# GOAL
Drop the pictures from the entries below, then reproduce the rest exactly.

========================

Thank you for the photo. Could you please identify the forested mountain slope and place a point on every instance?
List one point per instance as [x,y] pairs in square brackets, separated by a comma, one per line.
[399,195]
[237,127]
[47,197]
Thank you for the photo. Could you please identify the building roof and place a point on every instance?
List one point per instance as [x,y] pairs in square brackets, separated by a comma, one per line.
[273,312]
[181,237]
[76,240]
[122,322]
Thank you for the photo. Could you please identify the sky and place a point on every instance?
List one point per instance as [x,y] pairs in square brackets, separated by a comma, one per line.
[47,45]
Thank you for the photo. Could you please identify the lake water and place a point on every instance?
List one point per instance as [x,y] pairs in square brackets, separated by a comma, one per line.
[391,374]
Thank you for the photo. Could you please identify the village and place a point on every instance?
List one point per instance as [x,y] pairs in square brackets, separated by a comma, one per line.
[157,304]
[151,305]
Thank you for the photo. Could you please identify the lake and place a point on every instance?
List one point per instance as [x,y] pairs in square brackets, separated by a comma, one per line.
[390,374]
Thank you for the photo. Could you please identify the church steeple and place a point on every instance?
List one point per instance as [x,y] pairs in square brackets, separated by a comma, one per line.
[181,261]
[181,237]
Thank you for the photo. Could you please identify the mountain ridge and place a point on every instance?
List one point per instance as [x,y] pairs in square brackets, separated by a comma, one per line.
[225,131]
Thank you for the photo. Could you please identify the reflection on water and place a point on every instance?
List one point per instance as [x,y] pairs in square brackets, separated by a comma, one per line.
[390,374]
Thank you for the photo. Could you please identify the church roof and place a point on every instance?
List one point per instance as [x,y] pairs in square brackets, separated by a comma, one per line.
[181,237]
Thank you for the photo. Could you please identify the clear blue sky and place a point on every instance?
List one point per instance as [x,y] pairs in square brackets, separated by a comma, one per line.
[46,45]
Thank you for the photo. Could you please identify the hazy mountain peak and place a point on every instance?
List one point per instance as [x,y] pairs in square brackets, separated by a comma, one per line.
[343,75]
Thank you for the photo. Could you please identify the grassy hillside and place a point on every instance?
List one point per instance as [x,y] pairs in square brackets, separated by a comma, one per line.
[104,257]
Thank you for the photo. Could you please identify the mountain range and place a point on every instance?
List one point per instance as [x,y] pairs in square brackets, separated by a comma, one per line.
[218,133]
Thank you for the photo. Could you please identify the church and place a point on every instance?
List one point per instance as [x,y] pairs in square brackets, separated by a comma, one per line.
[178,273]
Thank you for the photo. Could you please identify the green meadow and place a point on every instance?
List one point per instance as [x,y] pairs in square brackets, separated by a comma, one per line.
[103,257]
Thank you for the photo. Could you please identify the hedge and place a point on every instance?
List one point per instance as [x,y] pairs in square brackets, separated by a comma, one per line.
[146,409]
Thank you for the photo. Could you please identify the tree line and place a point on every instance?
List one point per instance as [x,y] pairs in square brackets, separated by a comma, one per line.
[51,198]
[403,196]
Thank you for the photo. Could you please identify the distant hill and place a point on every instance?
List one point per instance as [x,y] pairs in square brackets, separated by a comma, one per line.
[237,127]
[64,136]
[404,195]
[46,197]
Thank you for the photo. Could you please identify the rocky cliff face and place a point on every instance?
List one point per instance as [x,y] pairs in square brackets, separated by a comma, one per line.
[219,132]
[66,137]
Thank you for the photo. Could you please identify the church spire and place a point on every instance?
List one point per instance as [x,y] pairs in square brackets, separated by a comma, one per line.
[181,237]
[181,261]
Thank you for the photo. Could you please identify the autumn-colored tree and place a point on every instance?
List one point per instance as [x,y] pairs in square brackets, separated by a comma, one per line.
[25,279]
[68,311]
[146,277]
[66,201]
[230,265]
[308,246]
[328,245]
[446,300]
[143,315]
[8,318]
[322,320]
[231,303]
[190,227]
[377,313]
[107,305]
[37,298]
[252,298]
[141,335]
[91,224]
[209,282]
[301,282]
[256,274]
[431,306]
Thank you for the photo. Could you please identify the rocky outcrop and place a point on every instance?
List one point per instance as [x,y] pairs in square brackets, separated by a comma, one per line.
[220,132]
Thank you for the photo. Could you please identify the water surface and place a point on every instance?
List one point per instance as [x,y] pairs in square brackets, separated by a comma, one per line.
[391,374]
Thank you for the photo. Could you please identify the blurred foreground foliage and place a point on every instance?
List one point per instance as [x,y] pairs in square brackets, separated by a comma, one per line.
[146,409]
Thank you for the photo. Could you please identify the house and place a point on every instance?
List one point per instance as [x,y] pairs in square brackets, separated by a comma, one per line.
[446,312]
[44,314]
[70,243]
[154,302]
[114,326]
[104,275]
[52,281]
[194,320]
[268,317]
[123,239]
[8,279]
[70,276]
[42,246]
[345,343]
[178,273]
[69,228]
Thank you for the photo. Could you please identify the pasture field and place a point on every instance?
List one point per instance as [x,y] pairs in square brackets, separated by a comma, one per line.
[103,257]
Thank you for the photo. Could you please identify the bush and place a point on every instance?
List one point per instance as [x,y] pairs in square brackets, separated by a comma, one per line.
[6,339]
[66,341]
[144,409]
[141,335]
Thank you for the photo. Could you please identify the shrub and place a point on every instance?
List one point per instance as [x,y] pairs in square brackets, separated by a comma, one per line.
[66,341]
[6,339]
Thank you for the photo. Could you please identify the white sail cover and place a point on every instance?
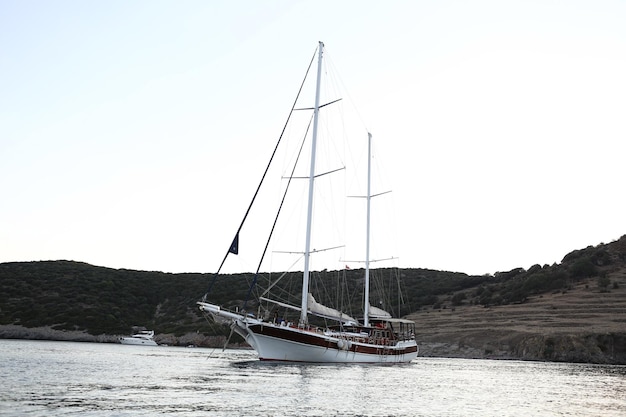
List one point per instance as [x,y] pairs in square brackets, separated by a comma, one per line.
[378,313]
[327,312]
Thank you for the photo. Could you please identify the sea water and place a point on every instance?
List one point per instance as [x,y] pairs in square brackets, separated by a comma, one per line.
[44,378]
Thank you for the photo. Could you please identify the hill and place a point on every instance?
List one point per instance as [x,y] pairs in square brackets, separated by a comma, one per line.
[571,311]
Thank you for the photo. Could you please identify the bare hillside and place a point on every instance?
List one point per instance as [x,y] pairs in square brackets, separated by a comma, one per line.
[583,324]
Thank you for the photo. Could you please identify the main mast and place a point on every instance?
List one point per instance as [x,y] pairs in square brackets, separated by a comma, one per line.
[307,249]
[366,307]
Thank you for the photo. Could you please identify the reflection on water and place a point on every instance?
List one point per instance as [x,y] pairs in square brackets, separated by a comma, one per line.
[64,378]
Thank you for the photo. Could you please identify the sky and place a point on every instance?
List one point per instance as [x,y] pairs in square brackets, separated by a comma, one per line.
[133,134]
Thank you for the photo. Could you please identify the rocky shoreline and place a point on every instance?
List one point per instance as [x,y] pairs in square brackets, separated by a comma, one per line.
[583,348]
[48,333]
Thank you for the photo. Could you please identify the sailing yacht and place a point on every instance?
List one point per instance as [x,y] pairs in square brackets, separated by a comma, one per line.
[377,337]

========================

# WORKED ANSWER
Thank you for the photo. Could you please identify the forested mountain slope and place a point on every instance?
List one point per instance as [x,y] pairs in square brackets, separated by a comma, one per line.
[399,195]
[237,127]
[47,197]
Thank you for the photo. Could you please identify the building roof and place a point on every instance?
List one point per instance as [x,y] pairs in square brackets, separated by a comma, one per line.
[273,312]
[181,237]
[76,240]
[122,322]
Thank you for the photo. Could you please identify the sky and place a point on every instance?
List one point per instance as [x,y] pairs in square brackets, separated by a comma, one per line.
[47,45]
Thank you for the photo. Could you please identify the lake water and place a point on every instance?
List one point per instance as [x,y] pairs in square brackets, separated by a comma, one per line.
[391,374]
Thank you for the photo. Could you please identify the village and place a point on every instance?
List one point per instance as [x,y] pairs in square brackets, separated by a comma, one per line.
[157,304]
[151,305]
Thank you for the photo. Could you please identify the lake and place a point on every instance?
List one point per instance as [x,y] pairs in square brackets, separated by a comma, one per line.
[390,374]
Thank you for the photo. Could you please identify the church steeple and place a point on every instance?
List one point per instance as [x,y] pairs in square brackets, separated by a comma, one per line.
[181,261]
[181,237]
Thank you for the photo. Could you please identify the mountain ridge and place a point on every instance?
List one point per instance as [x,y] pairs in square brackets, separated by a comma, one per line.
[225,131]
Thank you for the photo. Could you please identify the reflection on water and place a point on every instance?
List one point per instance as [x,y] pairs in square brackets, separated by a comma, one per line.
[390,374]
Thank you for the photo. Could you please identify the church roof and place a point on every instance?
List one point per instance as [x,y] pairs in square brackets, separated by a comma, one per line.
[181,237]
Thank you for the photo. Could you please identify the clear blue sky and place a point on every instance?
List one point per instance as [x,y] pairs in square brackets, separated by a comma, one per line.
[46,45]
Thank you for the photo. Could you please identify the hazy mountain peak and place a point on every instance?
List one point per instance as [x,y] pairs in square brackets, separated by a comma, one per line.
[343,75]
Thank you for the photo. Could you please identify the grassy hillside and place a point on every instance?
List one point per instance as [x,y] pairs in square brackets, separated by a comma, one per line.
[104,257]
Thank you for the photo. Could you please identify the mountain range and place a point on every instance?
List one point per instance as [x,y] pairs in square brackets, separated by a comma, one per line.
[218,133]
Thank you for the photo. Could you please identify the church and place a point on every instance?
List one point per instance as [x,y] pairs in square brackets, separated by a comma, one per line.
[178,273]
Thank you for the photo. Could you please identify the green meadow and place a point on every instance?
List one point per instance as [x,y] pairs in square brackets, separated by a comma, one per line.
[103,257]
Thank you for the photo. Could you please identify the hedge and place a point on every instance?
List one point per instance as [x,y] pairs in square brackets, separated by a comma, one per line.
[146,409]
Thank you for the photo. Could you please identify the tree line and place a point on every instance?
List one point per instance as [x,y] pairs in square brackets, separated by a comma, one per line.
[51,198]
[403,196]
Thank you for the photo. Could you please identify the distant hill and place a point on every instance?
List one point per instance as [x,y] pairs in square brackets, separated by a comma, one per line.
[237,127]
[64,136]
[404,195]
[46,197]
Thank you for the photo. Could you please identify the rocky cliff face and place a point on every instance?
List one point per instance as [x,y] pairs in square brackets, separated by a comma, one per line.
[219,132]
[66,137]
Thank you for the photo. Could you please identify the church spire and place a point on every instance?
List one point per instance as [x,y] pairs in square brackets, separated by a comma, one per line.
[181,237]
[181,261]
Thank you for the photo. Could you please identify the autumn-colored tree and place a point on every instance?
List one point per instance as [x,y] pairs in square brackets, separated by a comma, one per line.
[25,279]
[68,311]
[146,277]
[66,201]
[230,265]
[308,246]
[328,245]
[446,300]
[143,315]
[8,318]
[322,320]
[231,303]
[190,227]
[377,313]
[107,305]
[37,298]
[252,298]
[141,335]
[91,224]
[209,282]
[301,282]
[256,274]
[431,306]
Thank you for the photo. Could you please identify the rocky outcrop and place a point on every instance?
List one point per instance as [x,y] pairs in square brackets, separated by a comma, one per line.
[220,132]
Thank you for the photo. Could you please identify the water surface and place a point on every instance?
List one point per instance as [x,y] pairs in square brackets, separated by a comma, one per line.
[391,374]
Thank you for the photo. Could you please identify the blurred foreground foliage and place a point on every instance?
List one point per instance as [x,y] pairs in square brackets, separated by a comma, one per line.
[146,409]
Thank you for the photo. Could you please identify the house and place a point on every instance?
List one point per instance as [x,y] pairs in square brackets, separated by a comma, one per line.
[446,312]
[44,314]
[70,243]
[154,302]
[114,326]
[104,275]
[52,281]
[194,320]
[268,317]
[123,239]
[8,279]
[70,276]
[42,246]
[345,343]
[178,273]
[69,228]
Thank you for the photo. Could you please identify the pasture field and place a point on every instance?
List one point per instance as [x,y] pairs in square brackets, separated by a comma, one per line.
[103,257]
Thank you for the photo. Could you please identify the bush and place a point on every instance?
List one point per instance as [x,y] pairs in square brackets, separated by a comma, one per line.
[6,339]
[66,341]
[144,409]
[141,335]
Thank you for the photo. Could you please identify the shrub and place a point on every instance?
List one point per instance as [x,y] pairs in square brackets, separated by a comma, one per line.
[66,341]
[6,339]
Thank you for the photo. Could you please identify the white sail cover and place a point on every instance?
List one point per instance as [x,y] pairs in square brackets, separated by a comma, one per line.
[378,313]
[327,312]
Thank you for the photo. Could you please identify the sea water and place a point on every instance?
List one point per instance as [x,y] pairs in square brackets, separated by a comma, one per line.
[44,378]
Thank you for the photo. Could you please identify the hill and place a point on every instance?
List one point per instance as [x,y] pairs in square brackets, separated by a comma, one per line.
[571,311]
Thank you for the photo. Could you please identify the bare hillside and place a point on every instance?
List one point per instance as [x,y] pairs in square brackets, separated by a comma, one per line.
[583,324]
Thank you for the photo. Could you please identify the main mast and place a point on every instance?
List one point per instance as [x,y] pairs in square brackets, separated by a comma, one per line.
[307,249]
[366,307]
Thank you for the photo. Could you please identify the reflection on water and place a point on every instance?
List one point per instance as [x,y] pairs in square brackets, separated by a comma, one per line.
[64,378]
Thank you for the photo. Could you please identify the sky and place a point on every instance?
List one point per instance as [x,y] pairs in square brackets, separated by a comma, one per line.
[133,134]
Thank you for the photo. Could you please identify the rocky shoreline and place a point on every instance?
List one point per instance as [x,y] pairs in square brackets, separated by a comma, one per line.
[583,348]
[48,333]
Thank you for the photo. Could you please identify the sailing yacht and place a point on every instance?
List one point per instance as [x,y] pairs in square brackets, separated by a comma, one per line.
[377,337]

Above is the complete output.